O QUE FAZER: Reescreva o relato da remada de "Primeiro dia: De Paraty" até "de estar ali.", incluindo esse final, trocando "celular" por "telefone".

Primeiro dia: De Paraty (RJ) a Trindade: foi a remada em condição de risco mais bruta da minha vida. Venci a temida Ponta da Joatinga e entendi porque devemos sempre respeitar o mar, remei pouco mais de 60km sem comer e beber nada, com o V7 muito pesado. Fiquei fragilizado ao ponto de não atender o celular, pois eu só chorava porque não podia fraquejar, mas eu não me via em qualquer condições de seguir em frente, somente às 2h fui consegui me alimentar.  Nesse momento, resolvi ler cada mensagem de carinho escrita, lembrei muito do sorriso do meu pequeno e o motivo de estar ali.

Segundo dia: Trindade a Toninhas (SP): ao dar as primeiras remadas eu estava ainda com tremores, mas o mar tem suas energias. Fui suplementando, me alimentando e ganhando forças, fazendo escolhas inteligentes de rota, e remei até Toninhas. Sai muito mais forte da água neste dia do que comparado a hora que entrei, foram mais de 40km em pouco mais de 1/2 período de remada.

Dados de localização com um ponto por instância
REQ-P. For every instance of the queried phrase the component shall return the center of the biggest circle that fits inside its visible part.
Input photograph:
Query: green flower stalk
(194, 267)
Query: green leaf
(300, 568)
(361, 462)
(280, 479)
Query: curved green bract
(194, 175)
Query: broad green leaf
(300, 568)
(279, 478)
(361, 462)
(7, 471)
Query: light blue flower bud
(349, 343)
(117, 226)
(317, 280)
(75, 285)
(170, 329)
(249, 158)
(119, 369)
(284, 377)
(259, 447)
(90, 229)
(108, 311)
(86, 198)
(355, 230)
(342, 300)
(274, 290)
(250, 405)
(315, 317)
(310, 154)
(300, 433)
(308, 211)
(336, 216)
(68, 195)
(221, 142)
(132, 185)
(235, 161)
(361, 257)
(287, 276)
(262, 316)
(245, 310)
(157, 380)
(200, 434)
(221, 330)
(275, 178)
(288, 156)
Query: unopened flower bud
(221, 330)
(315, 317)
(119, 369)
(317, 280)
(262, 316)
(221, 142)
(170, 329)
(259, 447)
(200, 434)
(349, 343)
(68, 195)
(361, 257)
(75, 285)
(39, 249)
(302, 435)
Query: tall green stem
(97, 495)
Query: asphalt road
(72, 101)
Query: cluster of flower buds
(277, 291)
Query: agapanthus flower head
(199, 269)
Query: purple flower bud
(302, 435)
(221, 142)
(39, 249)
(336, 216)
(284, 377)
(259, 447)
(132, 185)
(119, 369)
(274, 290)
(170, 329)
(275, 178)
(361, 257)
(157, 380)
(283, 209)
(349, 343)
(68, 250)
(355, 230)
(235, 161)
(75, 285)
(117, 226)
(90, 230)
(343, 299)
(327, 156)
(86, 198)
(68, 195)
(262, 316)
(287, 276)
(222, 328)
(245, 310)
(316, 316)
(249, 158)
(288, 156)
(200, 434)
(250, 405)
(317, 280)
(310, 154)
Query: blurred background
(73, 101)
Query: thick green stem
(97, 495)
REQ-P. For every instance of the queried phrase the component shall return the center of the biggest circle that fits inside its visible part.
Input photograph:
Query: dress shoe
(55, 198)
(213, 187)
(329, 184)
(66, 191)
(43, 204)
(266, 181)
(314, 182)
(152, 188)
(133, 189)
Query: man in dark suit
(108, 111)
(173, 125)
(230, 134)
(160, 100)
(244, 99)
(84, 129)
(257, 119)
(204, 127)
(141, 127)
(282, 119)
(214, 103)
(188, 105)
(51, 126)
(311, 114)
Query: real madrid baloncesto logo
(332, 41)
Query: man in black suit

RESULTADO:
Primeiro dia: De Paraty (RJ) a Trindade: foi a remada em condição de risco mais bruta da minha vida. Venci a temida Ponta da Joatinga e entendi porque devemos sempre respeitar o mar, remei pouco mais de 60km sem comer e beber nada, com o V7 muito pesado. Fiquei fragilizado ao ponto de não atender o telefone, pois eu só chorava porque não podia fraquejar, mas eu não me via em qualquer condições de seguir em frente, somente às 2h fui consegui me alimentar.  Nesse momento, resolvi ler cada mensagem de carinho escrita, lembrei muito do sorriso do meu pequeno e o motivo de estar ali.